POR FAZER: Copie integralmente o excerto sobre os maracujás na Estefânea, sem lhe alterar nada.

::: EXCERTO ESCOLHIDO

Maracujás na Estefânea

 
 
 
No Verão passado escrevi o post abaixo mas não o publiquei.  Ponho-o agora aqui como tentativa de anatematizar os infortúnios anunciados, neste fim de Inverno em que só a terra se apresenta cheia de promessas de fertilidade, húmida e a brotar de verde. Num tempo em que nada promete, só nos resta agarrar-nos ao que é perene e já não se fabrica mais. Ámen.



















 
















Tenho que dizer isto aqui: já tenho maracujás no meu quintal, cá nascidos e criados!
Há meia dúzia de anos experimentei pôr as mãos na terra e descobri, tarde e a más horas, a minha vocação agrícola! Que desperdício! O que eu poderia ter feito e o que o país teria ganho! (como estamos no mundo das suposições, vale dizer tudo, até que a agricultura portuguesa teria um passado glorioso!).
Mas é que é agricultura mesmo, como diz alguém  la-vou-ra! Nada da mariquice da jardinagem. Com um bocadinho de esforço chegava à silvicultura mas já me informei e as árvores de fruto não se englobam aí. Mas não está mal assim.
Comecei com nespereiras (no capítulo dos pomares, entendamo-nos, porque horta? não vos digo nada! ficará para outra ocasião), mas tenho que reconhecer que aí não tive grande mérito. É certo que ninguém produz tantas por metro quadrado, tão coloridas, doces e carnudas, como precisamente os meus três metros quadrados! Mas não posso negligenciar as condições do solo e do clima (vêm como eu falo?) que não há terra como a de Lisboa para fazer crescer nespereiras em tudo quanto é canto, dos contrafortes do castelo às linhas do comboio em Marvila e até em vasos de trapeiras altíssimas!

::::::
::: MATERIAL FORNECIDO

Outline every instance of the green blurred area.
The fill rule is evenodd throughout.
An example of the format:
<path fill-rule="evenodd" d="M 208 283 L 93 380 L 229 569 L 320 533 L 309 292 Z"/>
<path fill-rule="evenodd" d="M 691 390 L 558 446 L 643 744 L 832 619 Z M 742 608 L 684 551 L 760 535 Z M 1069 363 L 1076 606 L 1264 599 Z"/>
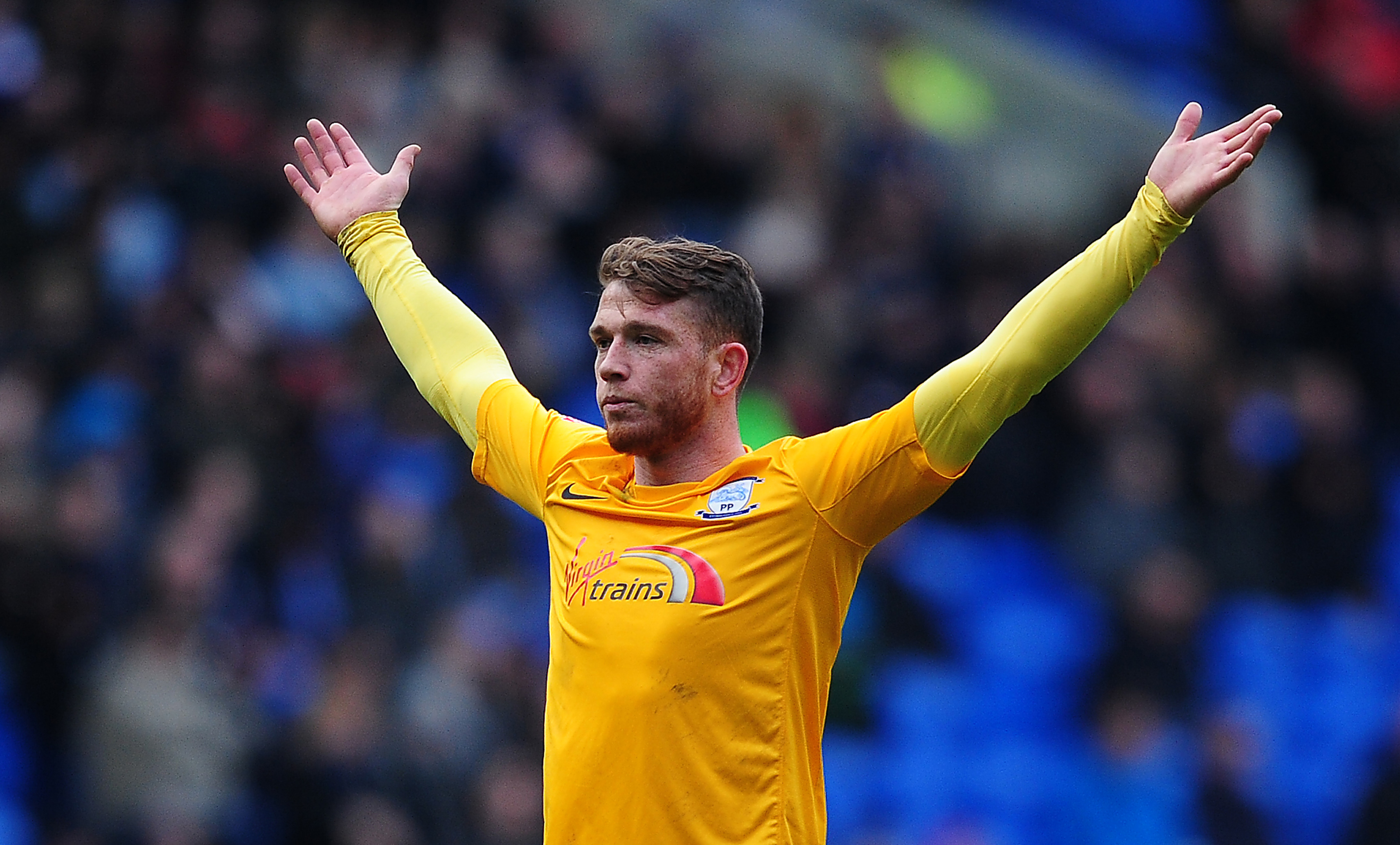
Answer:
<path fill-rule="evenodd" d="M 899 48 L 882 64 L 885 91 L 906 120 L 949 143 L 988 134 L 995 120 L 991 85 L 931 48 Z"/>
<path fill-rule="evenodd" d="M 739 400 L 739 436 L 750 449 L 766 446 L 780 436 L 797 434 L 787 409 L 773 393 L 748 388 Z"/>

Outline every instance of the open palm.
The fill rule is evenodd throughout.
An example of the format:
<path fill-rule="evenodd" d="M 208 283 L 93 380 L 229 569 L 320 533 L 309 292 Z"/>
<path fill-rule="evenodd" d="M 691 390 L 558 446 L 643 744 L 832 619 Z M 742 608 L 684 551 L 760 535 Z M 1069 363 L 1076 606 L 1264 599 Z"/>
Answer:
<path fill-rule="evenodd" d="M 304 137 L 293 141 L 307 173 L 302 175 L 293 164 L 283 172 L 328 238 L 333 241 L 340 229 L 363 214 L 392 211 L 403 204 L 413 159 L 421 151 L 417 144 L 399 150 L 389 172 L 381 173 L 344 126 L 332 123 L 328 130 L 321 120 L 312 119 L 307 120 L 307 133 L 309 141 Z"/>
<path fill-rule="evenodd" d="M 1177 214 L 1191 217 L 1217 190 L 1245 172 L 1282 116 L 1271 105 L 1259 106 L 1229 126 L 1193 139 L 1201 126 L 1201 105 L 1186 104 L 1147 178 L 1162 189 Z"/>

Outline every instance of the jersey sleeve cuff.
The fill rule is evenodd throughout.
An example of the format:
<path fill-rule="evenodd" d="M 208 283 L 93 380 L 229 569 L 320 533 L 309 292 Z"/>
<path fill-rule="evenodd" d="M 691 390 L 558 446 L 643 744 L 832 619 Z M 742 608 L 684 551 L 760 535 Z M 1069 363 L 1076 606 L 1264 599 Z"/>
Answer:
<path fill-rule="evenodd" d="M 1156 182 L 1142 179 L 1142 190 L 1138 192 L 1138 196 L 1141 196 L 1142 201 L 1147 204 L 1152 222 L 1177 229 L 1177 234 L 1191 225 L 1193 218 L 1177 214 L 1176 208 L 1166 201 L 1166 194 L 1156 186 Z"/>
<path fill-rule="evenodd" d="M 364 246 L 370 238 L 382 234 L 402 235 L 407 238 L 407 232 L 403 231 L 403 225 L 399 222 L 398 211 L 371 211 L 370 214 L 361 214 L 354 218 L 354 221 L 346 228 L 340 229 L 336 236 L 336 245 L 340 246 L 340 253 L 346 256 L 346 260 L 354 255 L 354 250 Z"/>

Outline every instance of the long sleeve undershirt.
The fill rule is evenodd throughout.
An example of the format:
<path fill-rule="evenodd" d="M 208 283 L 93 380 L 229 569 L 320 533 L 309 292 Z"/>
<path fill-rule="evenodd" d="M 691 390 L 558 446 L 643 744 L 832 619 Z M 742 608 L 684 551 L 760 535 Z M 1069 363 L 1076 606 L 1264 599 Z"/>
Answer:
<path fill-rule="evenodd" d="M 932 467 L 962 473 L 1089 346 L 1189 224 L 1147 180 L 1127 217 L 1026 294 L 977 348 L 920 385 L 914 424 Z"/>
<path fill-rule="evenodd" d="M 1011 414 L 1074 361 L 1190 221 L 1148 182 L 1127 217 L 1030 291 L 993 333 L 914 392 L 928 460 L 956 476 Z M 486 389 L 514 379 L 491 330 L 413 252 L 396 211 L 365 214 L 337 238 L 393 351 L 466 445 Z"/>
<path fill-rule="evenodd" d="M 433 277 L 398 211 L 365 214 L 336 242 L 419 392 L 476 449 L 476 406 L 493 383 L 515 378 L 500 341 Z"/>

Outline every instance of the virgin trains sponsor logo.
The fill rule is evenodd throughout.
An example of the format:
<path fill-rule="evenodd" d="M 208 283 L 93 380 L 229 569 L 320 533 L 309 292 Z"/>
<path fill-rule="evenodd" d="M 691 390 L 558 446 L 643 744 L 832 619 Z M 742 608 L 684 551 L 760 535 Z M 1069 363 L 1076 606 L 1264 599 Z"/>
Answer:
<path fill-rule="evenodd" d="M 578 554 L 588 537 L 578 541 L 574 558 L 564 567 L 564 604 L 589 602 L 665 602 L 668 604 L 724 604 L 724 582 L 699 554 L 679 546 L 631 546 L 620 553 L 608 550 L 580 562 Z M 612 581 L 603 578 L 623 561 L 647 561 L 655 575 L 634 575 Z M 634 568 L 629 567 L 629 571 Z M 629 572 L 629 574 L 630 574 Z M 613 575 L 616 578 L 616 575 Z"/>

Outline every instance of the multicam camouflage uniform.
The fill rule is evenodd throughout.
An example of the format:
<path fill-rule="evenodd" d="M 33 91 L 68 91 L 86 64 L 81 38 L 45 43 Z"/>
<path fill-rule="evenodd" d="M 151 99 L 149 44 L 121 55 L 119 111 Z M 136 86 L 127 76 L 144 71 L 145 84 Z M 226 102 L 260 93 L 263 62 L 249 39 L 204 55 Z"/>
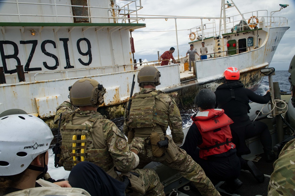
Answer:
<path fill-rule="evenodd" d="M 160 91 L 143 88 L 133 96 L 130 115 L 127 108 L 124 114 L 123 131 L 125 134 L 130 131 L 133 135 L 131 149 L 139 152 L 138 168 L 151 161 L 160 162 L 178 171 L 192 181 L 202 195 L 220 195 L 200 165 L 178 147 L 184 137 L 182 122 L 179 110 L 170 96 Z M 167 151 L 161 157 L 155 157 L 150 143 L 149 137 L 153 132 L 158 134 L 160 140 L 163 140 L 168 125 L 173 138 L 169 145 L 177 145 L 175 146 L 177 152 L 174 160 Z M 130 135 L 130 133 L 128 134 Z"/>
<path fill-rule="evenodd" d="M 145 195 L 165 195 L 163 185 L 154 170 L 148 169 L 132 170 L 135 164 L 134 155 L 130 150 L 124 134 L 113 122 L 106 119 L 105 116 L 97 112 L 77 111 L 73 112 L 74 109 L 71 103 L 66 101 L 58 108 L 55 117 L 58 119 L 55 122 L 57 123 L 59 114 L 61 113 L 63 115 L 60 126 L 63 139 L 60 163 L 65 169 L 71 169 L 74 163 L 80 162 L 78 159 L 84 155 L 85 160 L 100 166 L 114 178 L 122 181 L 123 176 L 127 176 L 131 182 L 131 189 L 135 191 L 131 193 L 128 193 L 130 195 L 142 195 L 145 193 Z M 71 130 L 69 128 L 74 129 Z M 83 148 L 81 146 L 76 148 L 72 146 L 73 141 L 69 139 L 69 135 L 71 139 L 74 134 L 86 136 L 84 141 L 77 138 L 76 141 L 77 146 L 78 144 L 81 145 L 85 142 L 84 154 L 81 153 L 81 151 L 77 152 Z M 72 153 L 74 149 L 76 151 L 75 153 Z M 73 156 L 75 156 L 78 160 L 74 161 Z M 122 172 L 120 175 L 115 171 L 115 167 Z M 129 171 L 139 174 L 139 177 L 128 172 Z"/>
<path fill-rule="evenodd" d="M 273 168 L 268 195 L 295 195 L 295 139 L 284 146 Z"/>

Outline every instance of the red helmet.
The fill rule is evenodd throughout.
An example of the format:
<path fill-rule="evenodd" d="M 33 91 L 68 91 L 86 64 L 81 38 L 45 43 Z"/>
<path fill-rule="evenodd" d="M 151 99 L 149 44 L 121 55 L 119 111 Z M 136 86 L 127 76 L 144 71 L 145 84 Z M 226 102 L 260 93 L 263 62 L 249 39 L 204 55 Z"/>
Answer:
<path fill-rule="evenodd" d="M 227 80 L 238 80 L 240 79 L 240 71 L 235 67 L 228 67 L 224 71 L 223 76 Z"/>

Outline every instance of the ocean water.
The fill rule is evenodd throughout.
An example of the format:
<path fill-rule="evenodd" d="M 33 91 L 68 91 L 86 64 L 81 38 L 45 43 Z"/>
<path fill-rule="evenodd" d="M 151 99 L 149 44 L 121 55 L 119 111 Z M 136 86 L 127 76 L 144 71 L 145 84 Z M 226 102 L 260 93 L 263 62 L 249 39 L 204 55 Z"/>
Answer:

::::::

SOLUÇÃO REDIGIDA:
Maracujás na Estefânea

 
 
 
No Verão passado escrevi o post abaixo mas não o publiquei.  Ponho-o agora aqui como tentativa de anatematizar os infortúnios anunciados, neste fim de Inverno em que só a terra se apresenta cheia de promessas de fertilidade, húmida e a brotar de verde. Num tempo em que nada promete, só nos resta agarrar-nos ao que é perene e já não se fabrica mais. Ámen.



















 
















Tenho que dizer isto aqui: já tenho maracujás no meu quintal, cá nascidos e criados!
Há meia dúzia de anos experimentei pôr as mãos na terra e descobri, tarde e a más horas, a minha vocação agrícola! Que desperdício! O que eu poderia ter feito e o que o país teria ganho! (como estamos no mundo das suposições, vale dizer tudo, até que a agricultura portuguesa teria um passado glorioso!).
Mas é que é agricultura mesmo, como diz alguém  la-vou-ra! Nada da mariquice da jardinagem. Com um bocadinho de esforço chegava à silvicultura mas já me informei e as árvores de fruto não se englobam aí. Mas não está mal assim.
Comecei com nespereiras (no capítulo dos pomares, entendamo-nos, porque horta? não vos digo nada! ficará para outra ocasião), mas tenho que reconhecer que aí não tive grande mérito. É certo que ninguém produz tantas por metro quadrado, tão coloridas, doces e carnudas, como precisamente os meus três metros quadrados! Mas não posso negligenciar as condições do solo e do clima (vêm como eu falo?) que não há terra como a de Lisboa para fazer crescer nespereiras em tudo quanto é canto, dos contrafortes do castelo às linhas do comboio em Marvila e até em vasos de trapeiras altíssimas!